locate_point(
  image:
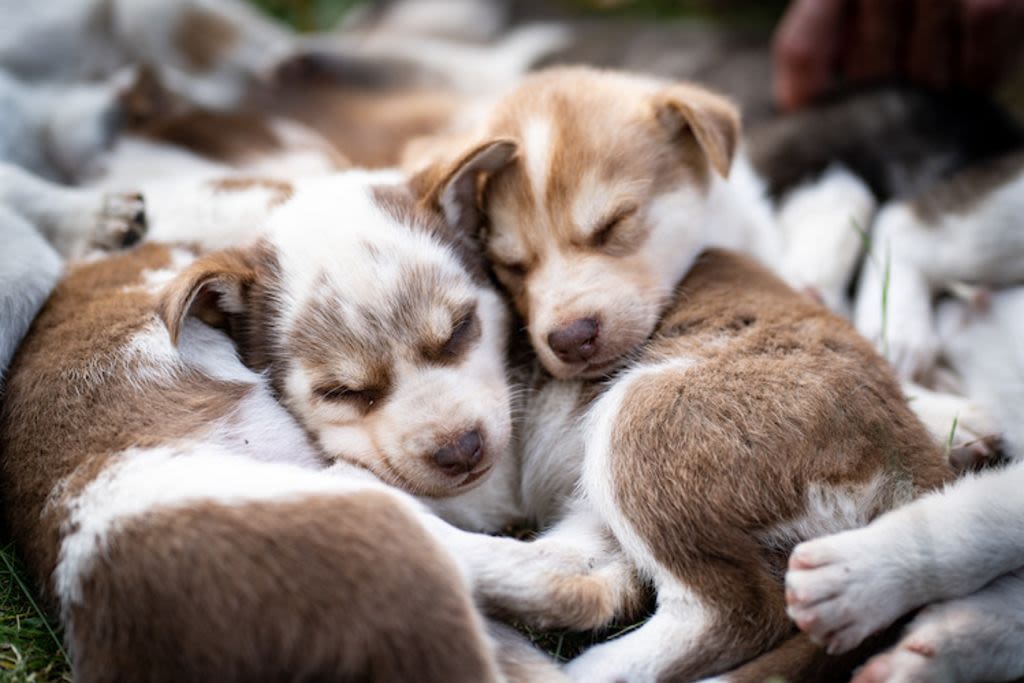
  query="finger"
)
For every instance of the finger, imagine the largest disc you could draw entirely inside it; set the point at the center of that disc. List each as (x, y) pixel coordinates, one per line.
(806, 50)
(935, 42)
(878, 46)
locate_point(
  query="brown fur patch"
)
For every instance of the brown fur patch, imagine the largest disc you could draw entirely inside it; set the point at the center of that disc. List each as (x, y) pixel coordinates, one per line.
(229, 137)
(342, 589)
(580, 191)
(709, 460)
(280, 190)
(70, 406)
(203, 37)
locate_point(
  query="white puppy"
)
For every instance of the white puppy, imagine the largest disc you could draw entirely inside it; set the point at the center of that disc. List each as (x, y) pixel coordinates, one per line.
(957, 552)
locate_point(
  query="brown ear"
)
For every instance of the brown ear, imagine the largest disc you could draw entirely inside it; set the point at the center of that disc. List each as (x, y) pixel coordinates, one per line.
(454, 188)
(213, 289)
(713, 120)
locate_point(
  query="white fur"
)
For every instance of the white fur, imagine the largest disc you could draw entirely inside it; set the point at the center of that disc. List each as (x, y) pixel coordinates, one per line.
(983, 346)
(537, 150)
(947, 545)
(981, 246)
(29, 270)
(820, 223)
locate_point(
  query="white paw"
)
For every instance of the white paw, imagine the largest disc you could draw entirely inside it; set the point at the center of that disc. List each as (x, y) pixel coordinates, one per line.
(911, 352)
(842, 589)
(899, 666)
(120, 223)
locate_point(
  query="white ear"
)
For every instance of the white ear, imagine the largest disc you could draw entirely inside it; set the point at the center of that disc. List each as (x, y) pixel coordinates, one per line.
(459, 191)
(713, 120)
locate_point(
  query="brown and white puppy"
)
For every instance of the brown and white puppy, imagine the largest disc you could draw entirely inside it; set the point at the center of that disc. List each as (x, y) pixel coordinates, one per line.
(143, 461)
(964, 230)
(211, 51)
(599, 189)
(752, 420)
(957, 553)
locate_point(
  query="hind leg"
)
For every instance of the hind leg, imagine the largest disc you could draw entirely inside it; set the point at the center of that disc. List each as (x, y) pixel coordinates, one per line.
(74, 220)
(692, 634)
(979, 637)
(29, 270)
(718, 605)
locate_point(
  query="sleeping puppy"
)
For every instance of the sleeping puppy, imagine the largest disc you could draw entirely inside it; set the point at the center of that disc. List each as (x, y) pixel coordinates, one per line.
(961, 231)
(599, 189)
(956, 553)
(743, 382)
(142, 416)
(213, 52)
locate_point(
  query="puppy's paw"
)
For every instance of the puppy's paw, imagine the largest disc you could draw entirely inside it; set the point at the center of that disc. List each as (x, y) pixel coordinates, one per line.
(912, 662)
(842, 589)
(581, 603)
(120, 223)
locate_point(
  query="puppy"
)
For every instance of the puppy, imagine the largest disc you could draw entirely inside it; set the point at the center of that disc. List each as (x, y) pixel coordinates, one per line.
(51, 134)
(131, 427)
(955, 552)
(213, 52)
(752, 420)
(599, 189)
(961, 230)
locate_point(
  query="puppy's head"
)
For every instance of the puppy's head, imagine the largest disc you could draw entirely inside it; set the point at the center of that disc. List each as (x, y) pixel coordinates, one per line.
(379, 335)
(590, 190)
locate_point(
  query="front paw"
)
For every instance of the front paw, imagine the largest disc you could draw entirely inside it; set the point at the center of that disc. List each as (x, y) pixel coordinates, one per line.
(121, 222)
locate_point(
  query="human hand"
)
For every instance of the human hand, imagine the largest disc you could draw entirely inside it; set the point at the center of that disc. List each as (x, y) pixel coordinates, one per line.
(937, 43)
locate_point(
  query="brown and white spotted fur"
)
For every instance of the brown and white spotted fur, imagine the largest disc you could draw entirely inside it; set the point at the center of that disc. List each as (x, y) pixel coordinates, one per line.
(211, 51)
(752, 420)
(961, 236)
(956, 553)
(151, 451)
(596, 190)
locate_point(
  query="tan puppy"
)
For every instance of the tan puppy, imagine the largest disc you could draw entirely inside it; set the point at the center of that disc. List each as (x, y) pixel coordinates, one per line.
(752, 420)
(599, 189)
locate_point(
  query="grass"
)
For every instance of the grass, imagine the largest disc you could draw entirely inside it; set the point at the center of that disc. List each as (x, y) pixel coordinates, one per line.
(31, 650)
(886, 268)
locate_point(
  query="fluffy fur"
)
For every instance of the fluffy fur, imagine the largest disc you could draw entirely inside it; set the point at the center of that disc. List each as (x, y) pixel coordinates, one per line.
(955, 552)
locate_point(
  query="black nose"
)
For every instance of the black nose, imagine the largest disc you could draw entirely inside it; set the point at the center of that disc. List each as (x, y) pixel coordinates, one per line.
(577, 341)
(462, 455)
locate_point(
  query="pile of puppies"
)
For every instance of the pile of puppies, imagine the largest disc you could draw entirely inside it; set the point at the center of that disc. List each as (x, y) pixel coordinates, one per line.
(273, 440)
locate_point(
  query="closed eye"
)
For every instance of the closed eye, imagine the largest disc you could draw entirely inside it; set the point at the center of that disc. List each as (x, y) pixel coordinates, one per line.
(341, 393)
(603, 235)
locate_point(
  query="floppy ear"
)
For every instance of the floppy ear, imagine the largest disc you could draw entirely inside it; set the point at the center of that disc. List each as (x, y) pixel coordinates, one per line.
(214, 289)
(454, 188)
(713, 120)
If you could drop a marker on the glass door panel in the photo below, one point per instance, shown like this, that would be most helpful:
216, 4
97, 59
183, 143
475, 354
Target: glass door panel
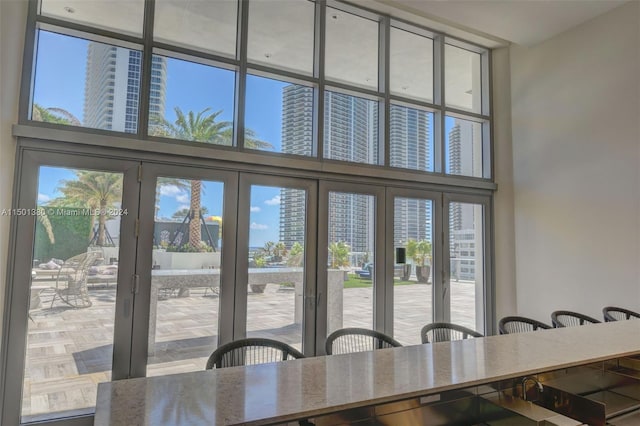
412, 280
351, 274
185, 276
276, 263
72, 292
466, 282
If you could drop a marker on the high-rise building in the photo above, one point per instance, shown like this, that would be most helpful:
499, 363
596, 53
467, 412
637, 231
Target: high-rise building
351, 134
409, 132
112, 87
462, 216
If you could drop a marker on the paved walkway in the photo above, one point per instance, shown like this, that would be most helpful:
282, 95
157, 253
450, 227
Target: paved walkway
70, 350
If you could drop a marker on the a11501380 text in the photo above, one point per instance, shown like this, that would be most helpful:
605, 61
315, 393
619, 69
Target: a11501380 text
62, 211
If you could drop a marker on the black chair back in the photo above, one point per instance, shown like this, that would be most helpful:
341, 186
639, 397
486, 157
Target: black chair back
445, 332
612, 313
517, 324
251, 351
571, 319
349, 340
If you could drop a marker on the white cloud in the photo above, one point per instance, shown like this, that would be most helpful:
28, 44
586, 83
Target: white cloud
170, 191
275, 201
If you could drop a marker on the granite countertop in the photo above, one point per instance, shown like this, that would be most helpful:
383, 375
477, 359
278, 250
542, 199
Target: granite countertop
284, 391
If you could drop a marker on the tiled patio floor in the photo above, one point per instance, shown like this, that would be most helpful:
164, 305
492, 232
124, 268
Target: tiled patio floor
70, 350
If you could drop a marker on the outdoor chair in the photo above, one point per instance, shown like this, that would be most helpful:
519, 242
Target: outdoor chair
71, 281
445, 332
612, 313
348, 340
516, 324
251, 351
366, 272
571, 319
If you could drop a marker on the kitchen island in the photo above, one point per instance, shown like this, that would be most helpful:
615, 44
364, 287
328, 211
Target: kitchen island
313, 387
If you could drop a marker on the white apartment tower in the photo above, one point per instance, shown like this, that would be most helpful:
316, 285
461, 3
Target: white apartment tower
112, 87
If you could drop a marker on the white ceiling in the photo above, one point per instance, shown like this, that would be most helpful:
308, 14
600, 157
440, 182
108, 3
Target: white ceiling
525, 22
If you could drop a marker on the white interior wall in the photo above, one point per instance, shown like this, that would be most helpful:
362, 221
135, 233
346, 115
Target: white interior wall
13, 16
505, 268
576, 138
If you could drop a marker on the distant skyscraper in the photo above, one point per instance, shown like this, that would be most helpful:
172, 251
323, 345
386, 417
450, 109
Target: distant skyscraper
351, 134
463, 241
410, 131
112, 87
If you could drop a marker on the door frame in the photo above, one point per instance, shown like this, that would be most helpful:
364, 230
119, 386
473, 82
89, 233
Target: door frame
246, 181
488, 295
323, 254
21, 246
149, 173
437, 247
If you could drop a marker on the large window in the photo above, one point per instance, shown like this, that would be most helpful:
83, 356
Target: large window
266, 76
273, 155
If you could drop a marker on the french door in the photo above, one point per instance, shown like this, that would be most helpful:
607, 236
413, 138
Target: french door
127, 269
69, 315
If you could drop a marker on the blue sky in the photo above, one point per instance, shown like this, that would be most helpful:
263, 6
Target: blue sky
264, 209
59, 82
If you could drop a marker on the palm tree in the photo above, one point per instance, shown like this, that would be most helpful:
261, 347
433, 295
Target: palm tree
97, 191
200, 127
279, 251
53, 115
339, 254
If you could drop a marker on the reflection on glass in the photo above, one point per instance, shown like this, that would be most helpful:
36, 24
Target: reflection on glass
276, 264
411, 134
279, 116
86, 83
125, 16
198, 99
351, 128
411, 65
351, 49
463, 147
281, 34
185, 276
462, 79
467, 260
208, 26
72, 292
413, 293
350, 275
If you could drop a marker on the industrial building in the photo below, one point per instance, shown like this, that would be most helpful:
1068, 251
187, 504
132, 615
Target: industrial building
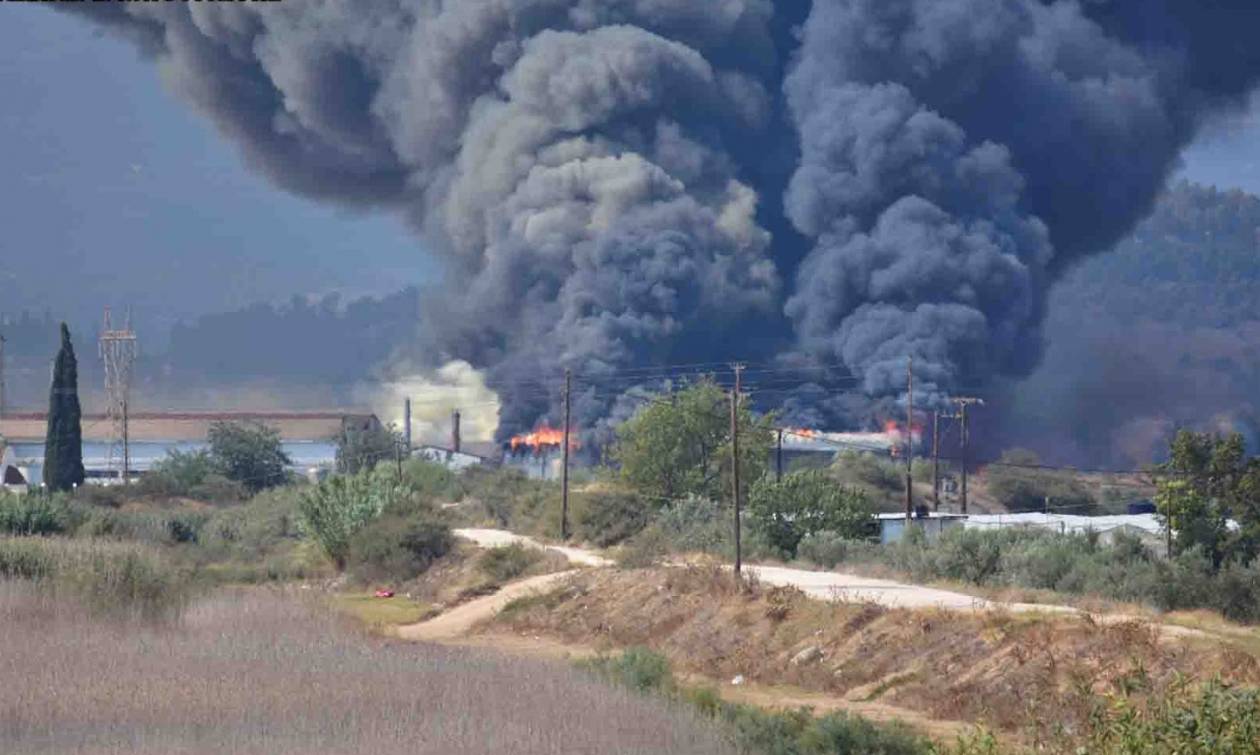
309, 439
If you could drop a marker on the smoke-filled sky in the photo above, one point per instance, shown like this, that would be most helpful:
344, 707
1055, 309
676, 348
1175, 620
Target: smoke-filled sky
628, 182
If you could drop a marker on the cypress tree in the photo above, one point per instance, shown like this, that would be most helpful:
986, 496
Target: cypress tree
63, 445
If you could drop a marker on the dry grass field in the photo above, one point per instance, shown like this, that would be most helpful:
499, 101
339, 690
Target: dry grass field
258, 672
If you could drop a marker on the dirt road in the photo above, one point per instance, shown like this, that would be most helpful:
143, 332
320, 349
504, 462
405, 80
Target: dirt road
460, 620
823, 585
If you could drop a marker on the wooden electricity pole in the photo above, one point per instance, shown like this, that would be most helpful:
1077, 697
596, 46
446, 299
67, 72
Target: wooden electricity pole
126, 444
563, 495
910, 440
963, 403
779, 459
936, 460
1, 376
735, 464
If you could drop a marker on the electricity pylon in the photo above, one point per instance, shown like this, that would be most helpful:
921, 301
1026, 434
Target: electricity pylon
119, 348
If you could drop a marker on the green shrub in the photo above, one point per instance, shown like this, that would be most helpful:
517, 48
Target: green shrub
250, 454
752, 729
1203, 721
110, 577
396, 548
644, 550
803, 503
434, 480
868, 472
1021, 488
1236, 591
338, 508
609, 518
635, 668
33, 513
697, 524
824, 548
190, 475
507, 498
154, 526
508, 562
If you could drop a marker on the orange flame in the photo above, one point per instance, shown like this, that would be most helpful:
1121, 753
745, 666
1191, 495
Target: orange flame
542, 438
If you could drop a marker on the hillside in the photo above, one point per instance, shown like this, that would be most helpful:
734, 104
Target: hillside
1162, 333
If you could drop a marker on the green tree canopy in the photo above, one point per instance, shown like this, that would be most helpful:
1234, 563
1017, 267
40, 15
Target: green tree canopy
681, 445
63, 444
807, 503
1207, 482
248, 453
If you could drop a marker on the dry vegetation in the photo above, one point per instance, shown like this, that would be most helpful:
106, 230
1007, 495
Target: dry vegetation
1028, 676
257, 672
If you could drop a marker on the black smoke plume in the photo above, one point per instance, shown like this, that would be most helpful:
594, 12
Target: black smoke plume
635, 182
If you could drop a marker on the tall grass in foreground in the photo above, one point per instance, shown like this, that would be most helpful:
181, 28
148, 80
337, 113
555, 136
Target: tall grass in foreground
755, 730
260, 673
120, 579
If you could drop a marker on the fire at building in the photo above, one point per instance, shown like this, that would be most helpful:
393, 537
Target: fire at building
538, 454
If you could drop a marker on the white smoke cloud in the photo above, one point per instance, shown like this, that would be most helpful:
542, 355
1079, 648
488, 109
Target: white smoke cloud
455, 386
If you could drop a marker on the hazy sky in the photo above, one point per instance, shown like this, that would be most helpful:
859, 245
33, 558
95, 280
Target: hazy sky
112, 187
116, 192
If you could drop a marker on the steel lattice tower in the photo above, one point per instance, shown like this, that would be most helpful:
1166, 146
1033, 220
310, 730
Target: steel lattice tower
119, 348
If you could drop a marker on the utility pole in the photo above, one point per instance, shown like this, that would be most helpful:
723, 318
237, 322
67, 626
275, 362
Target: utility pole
963, 403
910, 440
735, 464
406, 424
563, 484
119, 349
126, 445
779, 459
936, 460
398, 458
1, 377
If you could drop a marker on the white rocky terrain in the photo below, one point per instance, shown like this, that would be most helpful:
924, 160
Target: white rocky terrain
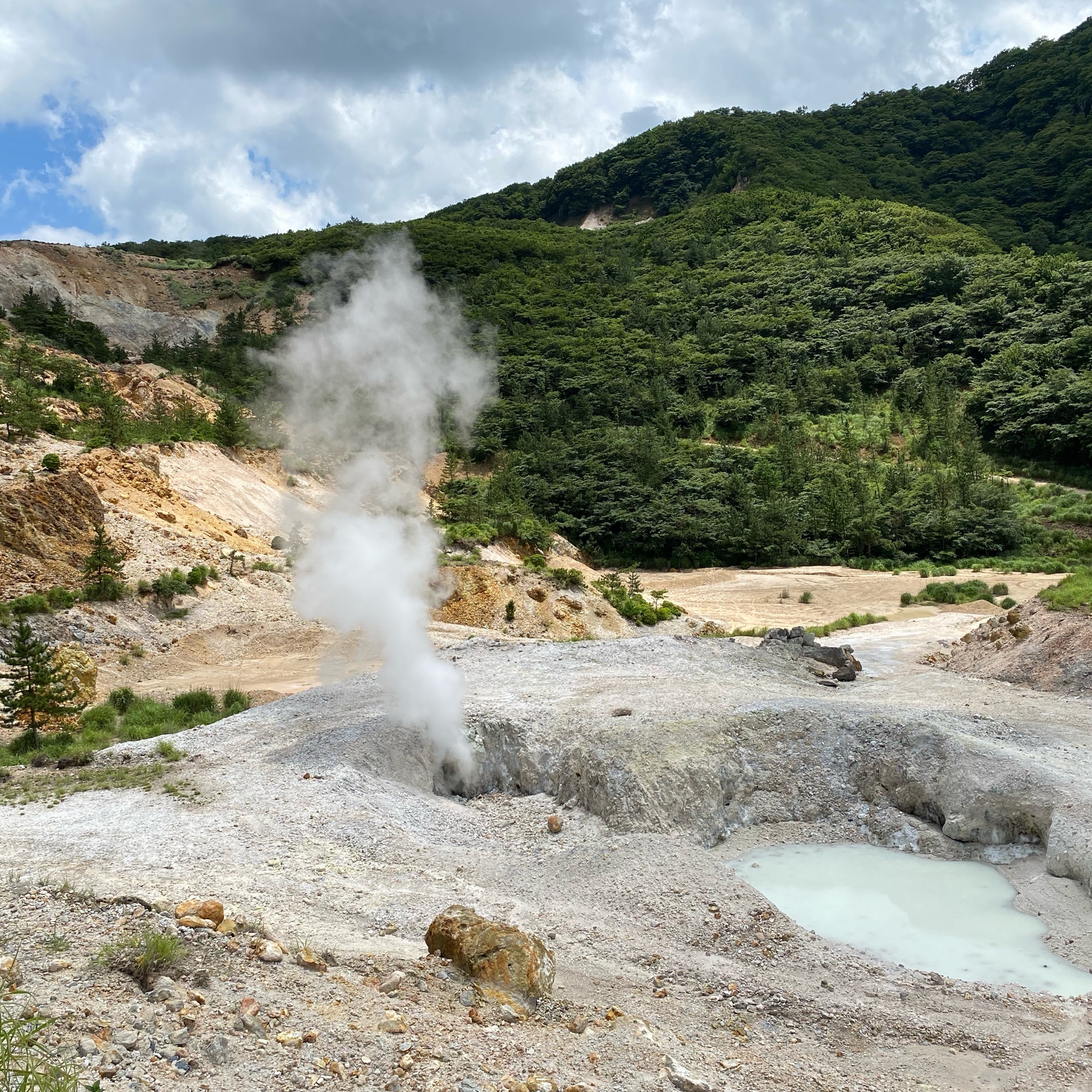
332, 830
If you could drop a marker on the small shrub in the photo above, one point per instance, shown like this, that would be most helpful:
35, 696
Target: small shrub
168, 751
28, 604
27, 1064
195, 702
101, 718
122, 699
235, 701
168, 585
107, 589
144, 956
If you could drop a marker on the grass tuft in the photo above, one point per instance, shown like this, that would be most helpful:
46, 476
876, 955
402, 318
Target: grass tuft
143, 956
27, 1064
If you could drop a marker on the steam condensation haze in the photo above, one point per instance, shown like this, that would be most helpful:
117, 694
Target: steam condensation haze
363, 383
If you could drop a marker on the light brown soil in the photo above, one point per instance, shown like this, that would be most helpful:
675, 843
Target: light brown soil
754, 598
1046, 650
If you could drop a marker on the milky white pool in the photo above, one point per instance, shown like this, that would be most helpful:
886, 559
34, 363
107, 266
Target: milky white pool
955, 917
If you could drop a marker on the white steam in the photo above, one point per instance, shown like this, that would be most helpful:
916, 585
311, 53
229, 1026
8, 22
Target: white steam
364, 384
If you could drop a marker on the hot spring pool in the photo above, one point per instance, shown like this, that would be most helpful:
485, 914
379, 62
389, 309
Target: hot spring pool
952, 916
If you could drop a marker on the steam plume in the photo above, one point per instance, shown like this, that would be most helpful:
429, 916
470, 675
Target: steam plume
364, 384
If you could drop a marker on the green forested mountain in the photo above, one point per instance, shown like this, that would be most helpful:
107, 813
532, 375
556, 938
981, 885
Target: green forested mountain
1007, 147
774, 373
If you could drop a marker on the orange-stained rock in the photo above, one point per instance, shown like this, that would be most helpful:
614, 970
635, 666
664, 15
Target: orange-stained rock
508, 965
211, 909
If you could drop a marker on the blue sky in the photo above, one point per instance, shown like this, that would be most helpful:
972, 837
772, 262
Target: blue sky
146, 118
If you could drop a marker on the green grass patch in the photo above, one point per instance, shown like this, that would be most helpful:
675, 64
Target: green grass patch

▬▬▬▬▬▬▬▬▬▬

With "below" as the string to find, copy every line of the records that holds it.

If you could drop a marker on the glass door panel in the photo below, one point per instance, shown like this, that would be most helpful:
If you could drop a marker on the industrial building in the photo below, one point per instance, shown like this, that would be most helpful:
If you could drop a marker on the white rocky terrain in the photo below, one point per instance, shown like this, that would be most helpful:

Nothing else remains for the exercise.